Instructions:
(A) Please list the issues that the conversations in the urban governance text built on.
(B) According to the urban governance text, in what year was Bristol European Green Capital?
(C) Carry the urban governance text on from its last sentence.

START Text block

Recognising the complexity of urban governance and leadership is critical for sustainable future cities

This research focuses on issues of city leadership and capacity in moving to a sustainable and resilient urban future.

About the research

Urban governance is an increasingly complex and fragmented process. We can no longer think of it as being the (almost) sole preserve of a municipal public sector body, as austerity tightens its grip and local councils increasingly have to withdraw from roles traditionally held. In this new landscape, we see governance – or ‘leadership’ - as the province of multiple actors, from public, private and civil society, coming together to lead the city.

In this context, during Bristol’s year as European Green Capital in 2015, a series of conversations brought together city thinkers - from academia, public and private sectors and civil society - to discuss city futures in general and Bristol’s future in particular, building on issues such as possible devolution agreements, the extent to which citizens are engaged, and questions of how far a city can control its own destiny.

END Text block
START Dataset extract

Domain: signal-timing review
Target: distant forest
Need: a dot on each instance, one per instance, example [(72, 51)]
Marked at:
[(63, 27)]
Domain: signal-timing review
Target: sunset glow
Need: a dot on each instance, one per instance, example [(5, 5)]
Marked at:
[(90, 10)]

END Dataset extract

Outputs by task:
(A) possible devolution agreements; the extent to which citizens are engaged; questions of how far a city can control its own destiny

(B) 2015

(C)
Bristol has a history of working collaboratively across sectors with a forward-looking city council and mayor, flourishing and innovative social and private sectors and energised communities that have all been prepared to try new approaches and take risks. The two universities play an important role, as does the Green Capital Partnership with over 850 members from all sectors. This adaptability and collaboration may be the way forwards to a healthy, resilient, future city, and could be used as a model for other cities.

Policy implications

  • Public, private and civil society organisations should come together in creative collaborations to manage the city of the future.
  • As public sector capacity is being reduced, capacity elsewhere needs to be developed, with social enterprise driving innovation and potentially starting to fill some of the gaps.
  • Inequality is at the core of many city problems. Future urban policies should seek to recognise and tackle this.
  • Growth should be seen as a means to an end rather than an end in itself. Focusing on development rather than growth could help to ensure that the economy helps deliver social, economic and environmental goals.
  • Cities need to better recognise the diversity of communities and find ways of constructively engaging and valuing their contributions and potential.

Key findings

  • City governance is not just about public bodies but involves many different actors across the city taking leadership roles.
  • The ‘anchor institutions’ (universities, health providers and major businesses) have a civic responsibility towards their city and significant influence, which can be used for good through their employment, procurement and operational policies, and though other interactions with the city.
  • The innovation shown by many enterprises, both SMEs and non-profit initiatives, can complement public body roles for the wider benefit of the city.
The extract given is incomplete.